• EXERCISE DESCRIPTION: Rewrite the items below with every "set a marker" replaced by "place a pin" and nothing else changed, and leave the pictures out of your answer.
_ _ _ _
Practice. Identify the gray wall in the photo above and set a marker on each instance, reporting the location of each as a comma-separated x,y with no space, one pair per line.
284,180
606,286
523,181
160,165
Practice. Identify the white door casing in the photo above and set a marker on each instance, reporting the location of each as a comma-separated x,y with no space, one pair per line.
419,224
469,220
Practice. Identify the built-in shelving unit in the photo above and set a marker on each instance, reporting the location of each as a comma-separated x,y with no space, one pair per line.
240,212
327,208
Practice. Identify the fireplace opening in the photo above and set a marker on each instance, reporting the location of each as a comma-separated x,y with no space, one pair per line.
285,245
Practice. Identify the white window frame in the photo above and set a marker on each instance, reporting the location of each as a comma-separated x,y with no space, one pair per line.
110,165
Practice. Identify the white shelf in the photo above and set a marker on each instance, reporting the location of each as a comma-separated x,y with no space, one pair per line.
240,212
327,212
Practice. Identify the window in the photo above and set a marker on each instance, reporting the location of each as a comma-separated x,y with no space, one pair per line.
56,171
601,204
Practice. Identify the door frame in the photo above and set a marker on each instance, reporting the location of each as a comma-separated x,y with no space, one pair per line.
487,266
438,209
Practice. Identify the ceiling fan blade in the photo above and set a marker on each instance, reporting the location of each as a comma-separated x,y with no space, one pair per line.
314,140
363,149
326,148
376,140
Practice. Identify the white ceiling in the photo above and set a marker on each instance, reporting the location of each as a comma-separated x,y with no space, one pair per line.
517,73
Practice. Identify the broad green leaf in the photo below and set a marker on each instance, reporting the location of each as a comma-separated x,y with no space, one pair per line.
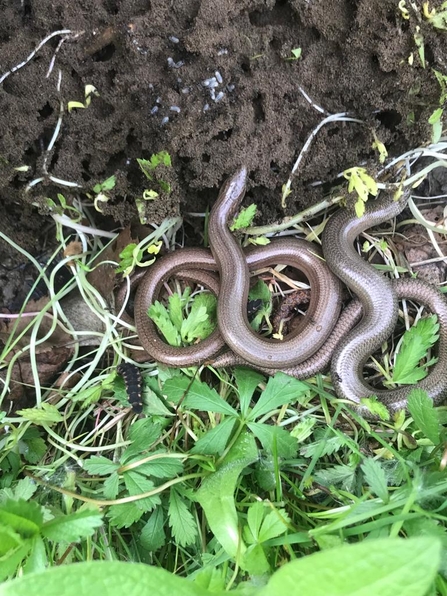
_ _ _ _
• WRITTEN ANSWER:
Practice. Identify the gray wall in the photo above and place a pin on each instance, reporting the location of each as a comma-separated x,y with no space, one pair per line.
284,180
606,286
523,181
160,165
Practice. Identify the white door casing in the photo above and place a pin on each instance, reporting the location of each as a comma-separated x,y with no space, one pair per line.
419,224
469,220
Practice. Identify the built-in shelving unit in the photo above and place a pin on each instance, reporting the location of each as a comma-separated x,y with no space, one pair per line.
240,212
327,208
Practice. Identify the fireplace opening in the photo above and place a pin on each instance, reporting the location of each as a comma-separated x,y with no space, one pair per line.
285,245
Practice. Identify the white window frame in the photo above and place a pin on each instance, reporting the location of each as a comma-separated x,y with no space, one pair per line.
110,165
Practice. Identify the white shelf in the photo above and place a pin on each instance, reporting the location of each as a comma-separated x,y with no space, one pair per line.
240,212
327,212
Practice. Identify the window in the photo above and place a pin on each instance, reporting the location of each as a comma-separated x,y with no space, one pair per line.
56,171
601,204
Practice. Identify the door frame in the photo above and place a pin on each instance, reporting the location of each as a comma-separated x,y with no space, one pair per line.
487,266
438,209
Practice. Identify the ceiling fan blade in the photo above and place a pin on each instance, reporting the location of each as a comma-separated x,y with no space, one pair per line.
314,140
363,149
326,148
376,140
Practice. Identify the white ceiling in the photo above and place a pin on each instance, reporting the location of each as a comma-separated x,y with no space, one pair per line.
517,73
Practice. Identify the broad green leaf in the photo below and place a pin on each instance, reporting the location of each as a comma-separated x,y with no space, one pair per line.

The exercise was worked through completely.